EXERCISE
Rescale the records starting with the line that contains "target: yellow sign" and going on through the end of the records, writing out each of those lines again with the requests included. Multiply every polygon coordinate in the answers by 1.3 and round to whole numbers, with halves rounded up.

....

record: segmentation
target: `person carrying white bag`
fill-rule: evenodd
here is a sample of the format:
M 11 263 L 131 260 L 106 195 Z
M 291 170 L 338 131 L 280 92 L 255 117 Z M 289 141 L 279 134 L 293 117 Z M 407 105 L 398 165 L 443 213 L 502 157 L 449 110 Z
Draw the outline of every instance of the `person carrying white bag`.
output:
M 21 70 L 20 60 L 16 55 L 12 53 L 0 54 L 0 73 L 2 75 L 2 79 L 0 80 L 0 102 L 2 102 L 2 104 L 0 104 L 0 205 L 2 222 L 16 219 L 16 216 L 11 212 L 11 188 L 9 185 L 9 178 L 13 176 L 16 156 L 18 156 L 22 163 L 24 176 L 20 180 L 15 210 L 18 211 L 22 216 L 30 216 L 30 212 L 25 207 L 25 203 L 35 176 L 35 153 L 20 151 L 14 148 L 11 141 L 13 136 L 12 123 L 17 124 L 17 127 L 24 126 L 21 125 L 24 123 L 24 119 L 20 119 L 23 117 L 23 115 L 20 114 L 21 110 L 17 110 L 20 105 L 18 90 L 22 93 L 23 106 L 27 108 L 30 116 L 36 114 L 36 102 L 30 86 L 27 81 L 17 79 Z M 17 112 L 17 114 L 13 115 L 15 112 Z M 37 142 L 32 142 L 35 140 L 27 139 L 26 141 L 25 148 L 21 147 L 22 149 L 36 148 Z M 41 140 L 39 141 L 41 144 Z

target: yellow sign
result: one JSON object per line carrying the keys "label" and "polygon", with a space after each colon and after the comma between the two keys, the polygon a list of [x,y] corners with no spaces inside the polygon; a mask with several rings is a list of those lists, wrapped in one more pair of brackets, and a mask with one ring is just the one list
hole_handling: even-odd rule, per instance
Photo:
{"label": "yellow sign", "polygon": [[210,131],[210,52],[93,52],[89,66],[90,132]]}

....

RESPONSE
target: yellow sign
result: one JSON object per line carrying the keys "label" and "polygon", with a space after each colon and after the comma between the two keys, the polygon a list of [x,y] corners with no spaces inside the polygon; a mask with several rings is a list of those lists, wrapped in one more pair of brackets, and a mask with one ring is just the one list
hole_handling: even-odd rule, per instance
Photo:
{"label": "yellow sign", "polygon": [[273,170],[273,68],[121,68],[116,86],[117,172]]}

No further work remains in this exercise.